SELECTED PASSAGE:
— START —

Image for Black History Month: 11 pioneers championing black British culture

Black History Month: 11 pioneers championing black British culture

These trailblazing people and projects are challenging stigmas, celebrating diversity and shining a light on black British culture

These trailblazing people and projects are challenging stigmas, celebrating diversity and shining a light on black British culture

Black culture is a vital component of British identity. From food and fashion, to literature, music and art, black creatives are doing incredible things in every industry – and their achievements are too often overlooked.

For Black History Month, we’re celebrating some of many projects and people who are challenging stigmas and shining a light on black culture in the UK.

Positive news
1) Africa Fashion, V&A Museum

Immerse yourself in stunning textiles and innovative design at this beautiful exhibition exploring the creativity and global influence of the Africa’s fashion scene.

Two years in the making, Africa Fashion features rare designs, family portraits from the liberation years and pieces of clothing connected to personal stories, as well as must-see items from diasporic fashion trends and brand new cutting-edge designs.

— END —

DATA SHOWN:
— START —

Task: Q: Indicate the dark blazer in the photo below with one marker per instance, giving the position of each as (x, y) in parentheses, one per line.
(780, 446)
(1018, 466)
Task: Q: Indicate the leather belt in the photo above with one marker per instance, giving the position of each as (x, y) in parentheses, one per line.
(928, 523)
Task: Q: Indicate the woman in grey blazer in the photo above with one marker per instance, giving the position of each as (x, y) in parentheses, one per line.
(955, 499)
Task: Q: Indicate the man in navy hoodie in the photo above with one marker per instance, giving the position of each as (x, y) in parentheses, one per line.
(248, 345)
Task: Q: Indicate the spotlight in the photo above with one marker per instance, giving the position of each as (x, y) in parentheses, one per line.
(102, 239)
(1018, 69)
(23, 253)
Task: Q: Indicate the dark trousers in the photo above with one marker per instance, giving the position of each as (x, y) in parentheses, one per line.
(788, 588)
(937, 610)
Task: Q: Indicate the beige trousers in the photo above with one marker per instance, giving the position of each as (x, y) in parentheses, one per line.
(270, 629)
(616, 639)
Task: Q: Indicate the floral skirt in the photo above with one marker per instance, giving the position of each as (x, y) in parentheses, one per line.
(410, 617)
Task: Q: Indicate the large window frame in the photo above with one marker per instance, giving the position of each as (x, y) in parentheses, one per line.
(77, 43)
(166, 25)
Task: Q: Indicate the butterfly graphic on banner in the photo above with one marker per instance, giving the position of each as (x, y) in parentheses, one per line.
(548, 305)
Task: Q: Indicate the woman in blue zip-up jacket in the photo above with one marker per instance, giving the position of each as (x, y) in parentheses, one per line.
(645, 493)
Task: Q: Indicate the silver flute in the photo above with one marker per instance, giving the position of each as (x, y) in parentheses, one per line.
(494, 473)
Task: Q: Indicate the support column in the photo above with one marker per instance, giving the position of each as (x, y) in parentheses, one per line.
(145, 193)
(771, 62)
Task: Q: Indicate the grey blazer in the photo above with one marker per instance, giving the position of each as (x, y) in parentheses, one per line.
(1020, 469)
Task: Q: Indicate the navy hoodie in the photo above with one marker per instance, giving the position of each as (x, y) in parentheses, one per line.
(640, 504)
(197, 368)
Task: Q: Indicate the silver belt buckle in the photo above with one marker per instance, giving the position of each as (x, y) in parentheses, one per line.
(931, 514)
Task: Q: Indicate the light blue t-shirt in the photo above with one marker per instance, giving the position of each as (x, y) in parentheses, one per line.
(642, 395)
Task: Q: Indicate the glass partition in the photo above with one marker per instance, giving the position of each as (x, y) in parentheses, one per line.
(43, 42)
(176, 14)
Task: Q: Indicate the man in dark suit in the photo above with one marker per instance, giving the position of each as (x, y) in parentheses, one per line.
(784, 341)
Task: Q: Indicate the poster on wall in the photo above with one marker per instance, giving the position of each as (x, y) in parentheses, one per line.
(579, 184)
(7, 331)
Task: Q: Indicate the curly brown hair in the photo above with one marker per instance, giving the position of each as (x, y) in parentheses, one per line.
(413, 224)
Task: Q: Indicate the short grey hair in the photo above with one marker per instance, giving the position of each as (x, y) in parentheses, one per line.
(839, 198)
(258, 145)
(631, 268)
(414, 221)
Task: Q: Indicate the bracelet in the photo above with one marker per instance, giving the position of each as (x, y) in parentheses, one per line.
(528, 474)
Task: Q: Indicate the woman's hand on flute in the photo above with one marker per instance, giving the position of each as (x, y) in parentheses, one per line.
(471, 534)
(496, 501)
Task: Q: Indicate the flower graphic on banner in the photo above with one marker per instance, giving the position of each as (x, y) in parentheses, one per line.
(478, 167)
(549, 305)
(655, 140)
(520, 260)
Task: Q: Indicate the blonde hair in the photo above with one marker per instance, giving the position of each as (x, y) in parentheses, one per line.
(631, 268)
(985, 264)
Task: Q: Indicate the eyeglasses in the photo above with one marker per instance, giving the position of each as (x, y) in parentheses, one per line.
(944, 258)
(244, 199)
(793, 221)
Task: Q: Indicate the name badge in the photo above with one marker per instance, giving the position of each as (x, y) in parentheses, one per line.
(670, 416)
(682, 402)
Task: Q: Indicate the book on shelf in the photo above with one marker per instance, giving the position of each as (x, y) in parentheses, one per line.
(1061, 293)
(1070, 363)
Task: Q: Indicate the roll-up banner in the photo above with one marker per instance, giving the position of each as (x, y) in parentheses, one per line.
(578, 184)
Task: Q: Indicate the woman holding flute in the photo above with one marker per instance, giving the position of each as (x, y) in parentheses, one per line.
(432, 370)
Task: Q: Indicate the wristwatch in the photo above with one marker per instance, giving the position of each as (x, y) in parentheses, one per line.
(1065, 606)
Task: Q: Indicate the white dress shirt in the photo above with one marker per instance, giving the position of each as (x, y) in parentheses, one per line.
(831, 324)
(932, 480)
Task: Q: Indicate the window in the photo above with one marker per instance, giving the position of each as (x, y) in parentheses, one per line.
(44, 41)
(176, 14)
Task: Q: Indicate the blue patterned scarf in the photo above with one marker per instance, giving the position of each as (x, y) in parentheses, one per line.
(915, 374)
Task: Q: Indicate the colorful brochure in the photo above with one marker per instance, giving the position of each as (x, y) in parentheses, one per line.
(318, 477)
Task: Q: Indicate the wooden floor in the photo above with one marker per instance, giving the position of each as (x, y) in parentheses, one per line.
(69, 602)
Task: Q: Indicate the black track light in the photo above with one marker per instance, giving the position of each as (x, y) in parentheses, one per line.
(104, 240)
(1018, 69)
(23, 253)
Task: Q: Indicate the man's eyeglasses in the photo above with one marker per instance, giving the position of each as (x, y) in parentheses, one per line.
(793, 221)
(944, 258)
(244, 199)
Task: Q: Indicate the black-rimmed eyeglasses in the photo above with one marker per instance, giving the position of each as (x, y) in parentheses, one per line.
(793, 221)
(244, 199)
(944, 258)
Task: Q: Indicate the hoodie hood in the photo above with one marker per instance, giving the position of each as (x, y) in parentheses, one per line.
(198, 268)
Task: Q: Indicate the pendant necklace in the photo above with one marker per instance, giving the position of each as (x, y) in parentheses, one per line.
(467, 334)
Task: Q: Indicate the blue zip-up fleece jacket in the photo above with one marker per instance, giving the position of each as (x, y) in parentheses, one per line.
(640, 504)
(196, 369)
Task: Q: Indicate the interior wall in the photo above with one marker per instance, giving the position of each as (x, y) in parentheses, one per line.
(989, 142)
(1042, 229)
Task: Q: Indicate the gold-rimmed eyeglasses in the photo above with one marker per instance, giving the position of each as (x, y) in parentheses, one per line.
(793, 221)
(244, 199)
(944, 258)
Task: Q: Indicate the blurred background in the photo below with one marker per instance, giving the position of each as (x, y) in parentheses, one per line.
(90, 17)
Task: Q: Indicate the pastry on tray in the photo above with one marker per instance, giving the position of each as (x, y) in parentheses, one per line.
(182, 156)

— END —
— START —

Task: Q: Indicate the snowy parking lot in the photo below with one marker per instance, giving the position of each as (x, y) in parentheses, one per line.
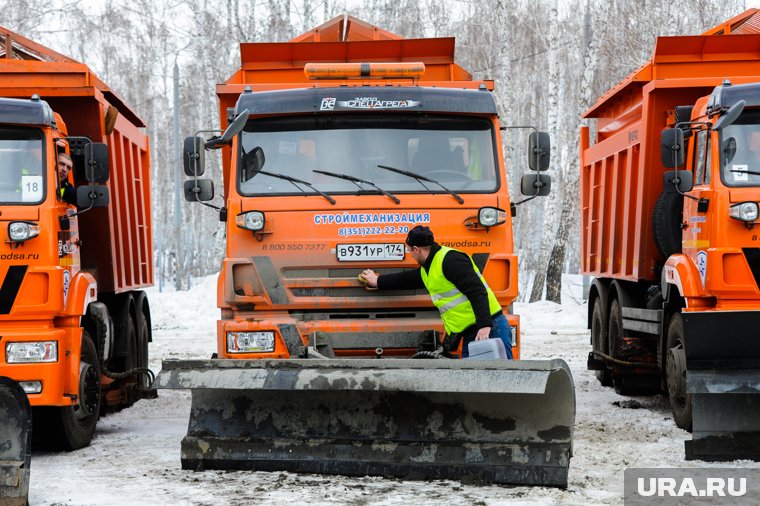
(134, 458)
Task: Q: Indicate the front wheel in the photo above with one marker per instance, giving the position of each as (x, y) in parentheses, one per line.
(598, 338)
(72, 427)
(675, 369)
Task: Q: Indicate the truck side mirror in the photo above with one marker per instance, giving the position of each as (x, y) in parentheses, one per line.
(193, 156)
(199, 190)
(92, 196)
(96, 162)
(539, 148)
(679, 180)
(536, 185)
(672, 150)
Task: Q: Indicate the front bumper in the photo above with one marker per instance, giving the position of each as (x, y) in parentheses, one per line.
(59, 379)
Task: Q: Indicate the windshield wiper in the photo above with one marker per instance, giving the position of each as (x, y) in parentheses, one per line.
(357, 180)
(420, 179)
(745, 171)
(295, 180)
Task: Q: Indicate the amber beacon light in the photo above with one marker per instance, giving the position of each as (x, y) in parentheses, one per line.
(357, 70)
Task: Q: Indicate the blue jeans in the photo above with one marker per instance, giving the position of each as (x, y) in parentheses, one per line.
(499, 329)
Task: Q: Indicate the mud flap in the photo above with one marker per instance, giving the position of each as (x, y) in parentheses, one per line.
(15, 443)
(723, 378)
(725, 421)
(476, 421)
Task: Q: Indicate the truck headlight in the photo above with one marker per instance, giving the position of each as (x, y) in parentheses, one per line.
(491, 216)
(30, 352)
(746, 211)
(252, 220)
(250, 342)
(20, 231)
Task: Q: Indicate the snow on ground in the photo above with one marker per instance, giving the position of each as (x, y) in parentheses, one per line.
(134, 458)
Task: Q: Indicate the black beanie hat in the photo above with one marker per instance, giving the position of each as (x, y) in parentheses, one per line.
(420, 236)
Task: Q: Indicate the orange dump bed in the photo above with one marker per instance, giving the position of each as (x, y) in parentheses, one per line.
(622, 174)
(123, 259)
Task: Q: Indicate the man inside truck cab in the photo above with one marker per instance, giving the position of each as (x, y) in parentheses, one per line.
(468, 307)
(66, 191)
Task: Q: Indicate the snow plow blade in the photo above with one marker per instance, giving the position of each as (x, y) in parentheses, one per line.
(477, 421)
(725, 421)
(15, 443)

— END —
— START —

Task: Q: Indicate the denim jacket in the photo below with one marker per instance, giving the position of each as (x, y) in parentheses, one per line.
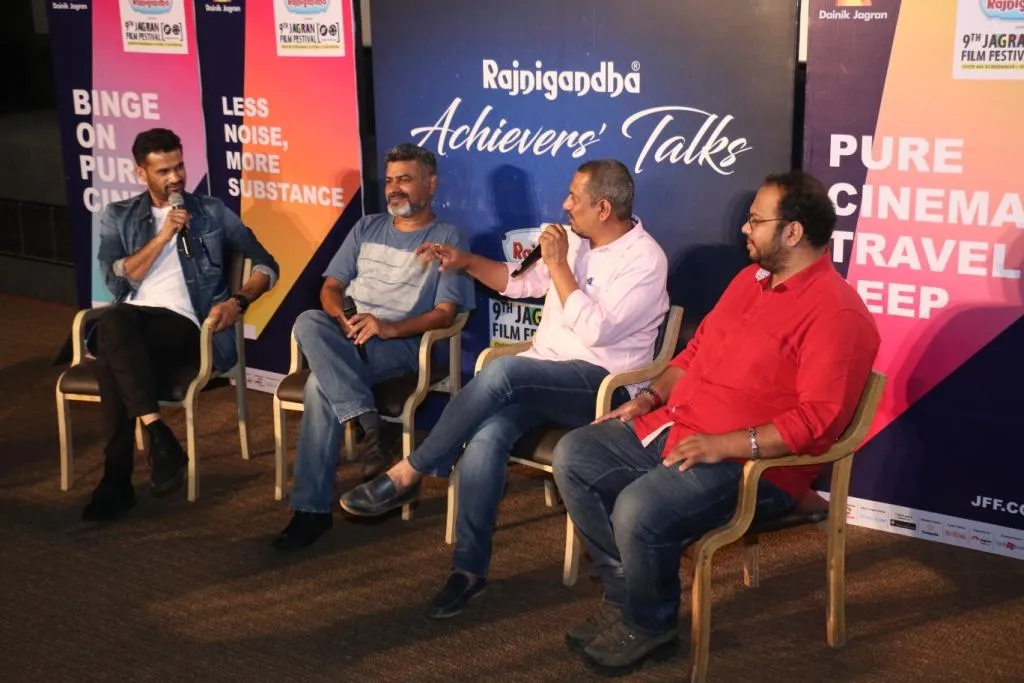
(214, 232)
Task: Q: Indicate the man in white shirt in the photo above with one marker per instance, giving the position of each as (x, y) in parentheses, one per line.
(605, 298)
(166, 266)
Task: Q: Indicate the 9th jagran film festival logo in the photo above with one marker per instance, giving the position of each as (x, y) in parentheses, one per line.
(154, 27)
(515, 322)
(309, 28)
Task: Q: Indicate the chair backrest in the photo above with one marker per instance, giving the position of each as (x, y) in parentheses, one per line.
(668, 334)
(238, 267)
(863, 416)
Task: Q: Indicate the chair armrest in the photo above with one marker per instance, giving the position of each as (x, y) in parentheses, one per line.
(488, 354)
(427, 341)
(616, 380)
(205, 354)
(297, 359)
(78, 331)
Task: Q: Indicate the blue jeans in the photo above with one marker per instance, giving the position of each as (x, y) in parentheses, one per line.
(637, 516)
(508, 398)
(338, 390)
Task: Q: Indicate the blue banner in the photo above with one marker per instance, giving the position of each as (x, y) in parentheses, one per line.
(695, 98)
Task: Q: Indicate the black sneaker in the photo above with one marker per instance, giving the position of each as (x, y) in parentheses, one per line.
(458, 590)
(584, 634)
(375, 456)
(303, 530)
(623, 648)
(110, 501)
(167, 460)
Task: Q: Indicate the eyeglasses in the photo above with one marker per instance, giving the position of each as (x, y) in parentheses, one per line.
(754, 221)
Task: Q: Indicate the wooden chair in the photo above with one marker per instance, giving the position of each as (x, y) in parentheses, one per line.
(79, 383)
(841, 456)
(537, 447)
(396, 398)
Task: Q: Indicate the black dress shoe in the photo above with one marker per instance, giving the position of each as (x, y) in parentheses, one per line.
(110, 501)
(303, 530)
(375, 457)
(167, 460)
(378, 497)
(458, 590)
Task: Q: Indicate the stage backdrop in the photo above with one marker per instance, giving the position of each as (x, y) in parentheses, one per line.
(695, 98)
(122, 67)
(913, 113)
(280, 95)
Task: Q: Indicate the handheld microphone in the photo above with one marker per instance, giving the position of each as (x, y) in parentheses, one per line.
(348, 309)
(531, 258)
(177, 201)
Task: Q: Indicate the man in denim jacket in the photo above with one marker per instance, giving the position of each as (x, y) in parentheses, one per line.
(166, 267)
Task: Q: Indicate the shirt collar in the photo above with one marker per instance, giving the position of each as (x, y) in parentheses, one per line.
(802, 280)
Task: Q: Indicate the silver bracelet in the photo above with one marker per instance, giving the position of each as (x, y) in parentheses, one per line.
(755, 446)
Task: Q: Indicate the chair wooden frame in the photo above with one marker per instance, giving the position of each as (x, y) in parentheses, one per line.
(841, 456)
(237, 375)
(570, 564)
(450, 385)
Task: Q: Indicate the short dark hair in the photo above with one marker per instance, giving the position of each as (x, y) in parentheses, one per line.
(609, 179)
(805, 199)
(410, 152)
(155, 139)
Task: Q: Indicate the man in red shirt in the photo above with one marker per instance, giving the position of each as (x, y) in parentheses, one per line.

— END —

WORK INSTRUCTIONS:
(1) Translate this sentence from the Black History Month article into Spanish: "Black culture is a vital component of British identity."
(2) Write out the Black History Month article from "Immerse yourself in" up to and including "Africa’s fashion scene.".

OUTPUTS:
(1) La cultura negra es un componente vital de la identidad británica.

(2)
Immerse yourself in stunning textiles and innovative design at this beautiful exhibition exploring the creativity and global influence of the Africa’s fashion scene.